Task brief: Render every line of the rows below as a Markdown table with the columns No. and Text, numbering each line and skipping blank ones. Omit the pictures.

Source material:
• • • • •
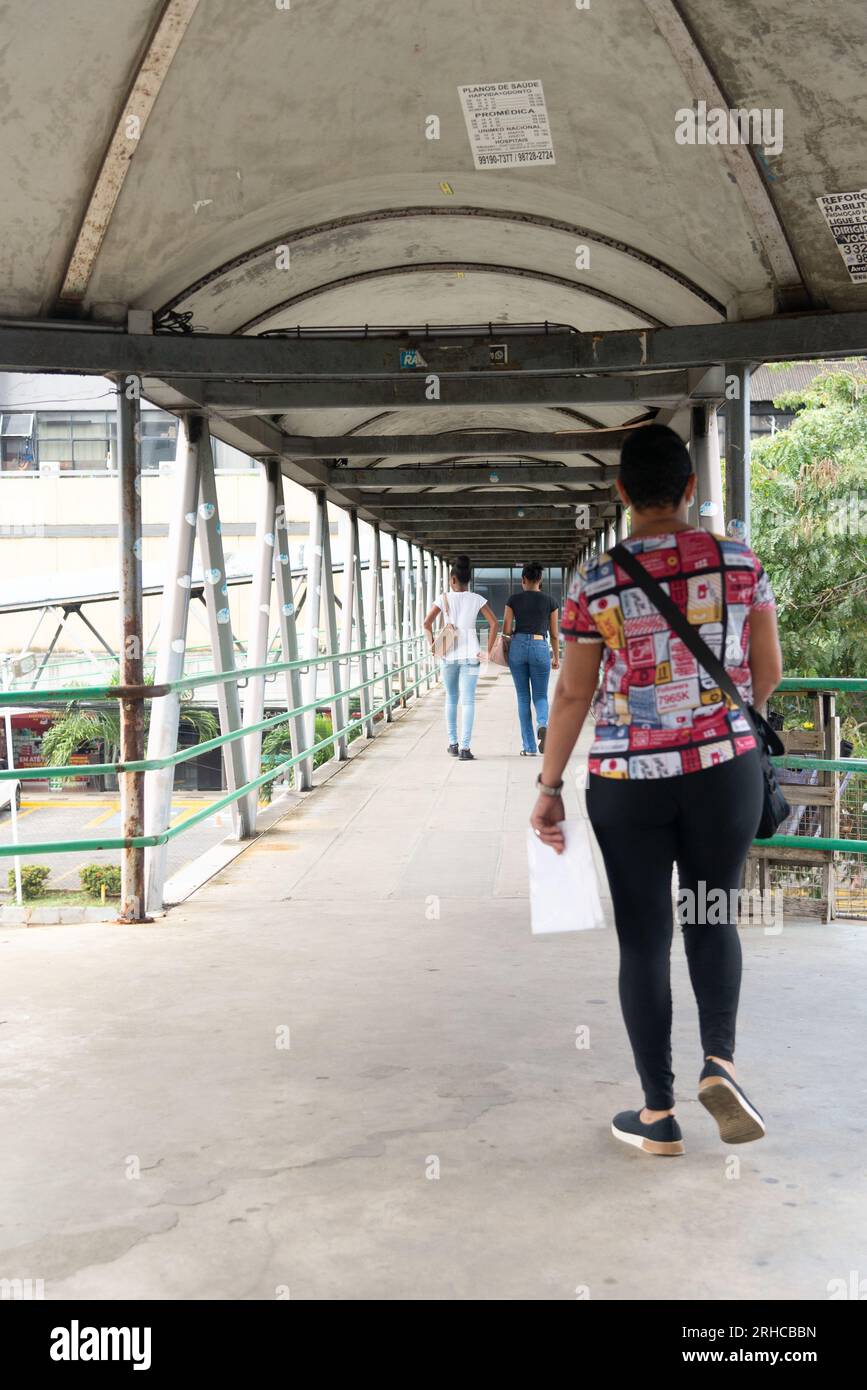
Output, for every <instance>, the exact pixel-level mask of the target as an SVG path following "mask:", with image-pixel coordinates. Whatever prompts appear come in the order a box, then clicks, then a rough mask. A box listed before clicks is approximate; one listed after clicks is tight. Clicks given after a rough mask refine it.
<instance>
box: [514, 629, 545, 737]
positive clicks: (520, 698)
mask: <svg viewBox="0 0 867 1390" xmlns="http://www.w3.org/2000/svg"><path fill="white" fill-rule="evenodd" d="M509 670H510V671H511V678H513V681H514V682H515V694H517V696H518V719H520V720H521V742H522V744H524V752H525V753H535V751H536V737H535V734H534V724H532V709H531V695H532V703H534V705H535V709H536V724H538V727H539V728H542V727H545V726H547V678H549V676H550V646H549V645H547V638H540V639H539V638H536V637H534V635H532V634H531V632H515V635H514V637H513V639H511V642H510V644H509Z"/></svg>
• • • • •
Solution for this problem:
| No. | Text |
|---|---|
| 1 | Output, for every <instance>, the exact pixel-level mask of the target as an SVG path following "mask:", with image-pixel coordinates. Whatever prompts appear come in the order a box, then clicks, then a rough mask. A box listed before clicks is approximate; one listed after clicks is tight. Clicks given after a rough mask refine it. |
| 2 | <instance> |
| 3 | box: [514, 629, 545, 737] |
| 4 | positive clicks: (520, 698) |
| 5 | mask: <svg viewBox="0 0 867 1390" xmlns="http://www.w3.org/2000/svg"><path fill="white" fill-rule="evenodd" d="M509 670H510V671H511V678H513V681H514V682H515V694H517V696H518V719H520V720H521V742H522V744H524V752H525V753H535V751H536V737H535V734H534V724H532V709H531V695H532V703H534V705H535V709H536V724H538V727H539V728H542V727H545V726H547V678H549V676H550V646H549V645H547V638H540V639H539V638H536V637H534V635H532V634H531V632H515V635H514V637H513V639H511V642H510V644H509Z"/></svg> |